_Problem statement_
Set down each of the records below exactly as it reads. No pictures go into the copy.

_Material for this exercise_

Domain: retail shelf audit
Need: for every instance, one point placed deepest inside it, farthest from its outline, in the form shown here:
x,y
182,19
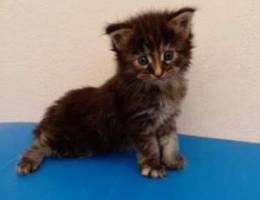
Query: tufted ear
x,y
120,34
180,21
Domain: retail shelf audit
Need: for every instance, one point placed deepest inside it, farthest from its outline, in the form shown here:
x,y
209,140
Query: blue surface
x,y
216,169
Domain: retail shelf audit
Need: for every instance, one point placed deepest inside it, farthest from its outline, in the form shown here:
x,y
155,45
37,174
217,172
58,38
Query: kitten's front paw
x,y
154,172
26,166
177,163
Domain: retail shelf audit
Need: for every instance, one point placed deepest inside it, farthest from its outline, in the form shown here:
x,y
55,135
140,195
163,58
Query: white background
x,y
48,47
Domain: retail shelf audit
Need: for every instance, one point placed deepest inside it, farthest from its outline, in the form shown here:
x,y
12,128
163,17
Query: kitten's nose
x,y
158,72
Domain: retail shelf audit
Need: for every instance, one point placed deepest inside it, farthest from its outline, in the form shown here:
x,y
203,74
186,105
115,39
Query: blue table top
x,y
216,169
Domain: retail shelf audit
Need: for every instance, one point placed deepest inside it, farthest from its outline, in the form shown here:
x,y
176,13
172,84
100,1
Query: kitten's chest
x,y
157,114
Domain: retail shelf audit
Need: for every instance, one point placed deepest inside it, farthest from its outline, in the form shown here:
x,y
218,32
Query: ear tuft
x,y
181,20
120,34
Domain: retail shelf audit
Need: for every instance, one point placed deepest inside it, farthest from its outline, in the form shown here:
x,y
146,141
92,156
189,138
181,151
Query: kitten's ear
x,y
120,34
180,21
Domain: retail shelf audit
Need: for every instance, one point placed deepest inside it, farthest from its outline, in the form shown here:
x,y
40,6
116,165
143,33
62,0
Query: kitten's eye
x,y
168,56
143,60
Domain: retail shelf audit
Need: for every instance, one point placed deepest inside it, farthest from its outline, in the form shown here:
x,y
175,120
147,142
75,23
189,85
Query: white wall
x,y
48,47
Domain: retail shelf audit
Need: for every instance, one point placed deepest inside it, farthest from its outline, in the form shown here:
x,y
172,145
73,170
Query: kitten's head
x,y
153,46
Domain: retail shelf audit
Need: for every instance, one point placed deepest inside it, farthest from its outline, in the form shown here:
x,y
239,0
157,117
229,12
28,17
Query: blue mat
x,y
216,169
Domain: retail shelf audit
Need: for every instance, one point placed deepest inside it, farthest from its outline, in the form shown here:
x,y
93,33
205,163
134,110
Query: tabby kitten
x,y
136,108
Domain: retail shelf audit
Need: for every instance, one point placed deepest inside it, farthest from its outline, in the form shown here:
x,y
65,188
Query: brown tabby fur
x,y
137,107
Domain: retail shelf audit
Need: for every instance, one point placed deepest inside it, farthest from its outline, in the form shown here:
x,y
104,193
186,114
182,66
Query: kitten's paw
x,y
149,171
26,166
177,163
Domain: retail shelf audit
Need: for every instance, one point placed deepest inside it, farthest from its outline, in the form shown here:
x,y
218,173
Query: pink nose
x,y
158,72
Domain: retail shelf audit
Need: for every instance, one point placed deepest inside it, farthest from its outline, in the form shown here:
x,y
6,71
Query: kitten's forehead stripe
x,y
157,68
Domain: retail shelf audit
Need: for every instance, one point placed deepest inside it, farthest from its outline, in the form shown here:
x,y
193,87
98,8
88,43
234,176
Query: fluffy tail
x,y
32,158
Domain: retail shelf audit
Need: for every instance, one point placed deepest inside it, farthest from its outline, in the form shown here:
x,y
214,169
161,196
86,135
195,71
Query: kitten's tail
x,y
32,158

_Response area_
Domain: retail shelf audit
Need: for every instance, one point placed deepest inside it, farthest from its outline, in the form shown here:
x,y
182,19
Query: tufted ear
x,y
120,34
180,21
Domain: retail shelf audit
Need: for every instance, one point placed deepest inside it, farthest from its outline, in the form shown here:
x,y
209,140
Query: blue surface
x,y
216,169
Domain: retail shelf audit
Need: for every instance, one point placed deepest inside it, farthest from its outline, in the form shown here:
x,y
155,45
37,174
217,172
58,38
Query: kitten's front paw
x,y
154,172
26,166
177,163
Domain: retail shelf audit
Need: for every instance, one point placed deepest inside it, farthest from its outline, in the form shown here:
x,y
55,135
140,195
163,58
Query: white background
x,y
48,47
Domain: retail shelf audit
Need: for every instance, one point placed deepest inside it, farthest from its outline, in the form shown here:
x,y
12,128
163,17
Query: kitten's nose
x,y
158,72
Domain: retail shelf audit
Need: for every instance, one point placed deepest inside it, farthest from its outline, in the form shown here:
x,y
203,74
186,105
115,39
Query: blue table top
x,y
216,169
Domain: retail shelf audit
Need: for every instance, one point placed deepest inside it, farthest from its outline, in the form shown here:
x,y
176,13
172,84
100,1
Query: kitten's chest
x,y
157,114
Domain: retail shelf audit
Need: for every instance, one point placed deepest inside it, farthest from its outline, in the form shown here:
x,y
218,32
Query: ear tuft
x,y
181,20
120,34
Domain: retail shelf audit
Need: for every instance, one point placed deepest inside it, farthest from its outline, in the form shown here:
x,y
146,141
92,156
189,138
181,151
Query: kitten's ear
x,y
120,34
180,21
Domain: retail shelf audit
Need: for every instance, one point placed deepest inside it, farthest from its outline, in the form shown here:
x,y
40,6
116,165
143,33
62,0
Query: kitten's eye
x,y
168,56
143,60
Domain: retail shelf audit
Need: for every instance, one point placed deepest inside it, farthest from its outline, in the form shown here:
x,y
175,120
147,142
75,23
189,85
Query: white wall
x,y
48,47
Domain: retail shelf audit
Need: for every instance, one point placed deepest inside it, farthest from its outline, in the form shown here:
x,y
172,145
73,170
Query: kitten's head
x,y
153,46
Domain: retail shelf audit
Need: for every instance, one point placed deepest inside it, farthest from its outline, in the form shown here:
x,y
239,0
157,117
229,12
28,17
Query: blue mat
x,y
216,169
Domain: retail shelf audit
Need: for every instance, one point placed deepest inside it, farthest from its outline, in the form shown here:
x,y
93,33
205,163
134,110
Query: tabby kitten
x,y
136,108
Domain: retail shelf audit
Need: for every instance, one point placed deepest inside it, farthest from its outline, in the form shown here:
x,y
65,188
Query: brown tabby fur
x,y
137,107
Domain: retail shelf audit
Need: for every instance, one point placed deepest inside it, farthest from its outline, in the form shown here:
x,y
104,193
186,114
182,66
Query: kitten's paw
x,y
149,171
26,166
177,163
Domain: retail shelf audit
Need: for every instance, one point placed deepest inside it, farthest from its outline, in the form shown here:
x,y
218,173
Query: pink nose
x,y
158,72
Domain: retail shelf audit
Need: for every instance, one point placed deepest inside it, farthest from its outline, in the form shown here:
x,y
6,71
Query: kitten's forehead stripe
x,y
157,68
Domain: retail shelf audit
Need: for every instance, one point placed deepest inside it, farthest from its outline, in the form shown here:
x,y
193,87
98,8
88,43
234,176
Query: fluffy tail
x,y
32,158
Domain: retail shelf audit
Need: for every instance, one point placed deepest inside it, farthest from its outline, in the form shown here:
x,y
214,169
161,196
86,135
195,71
Query: kitten's tail
x,y
32,158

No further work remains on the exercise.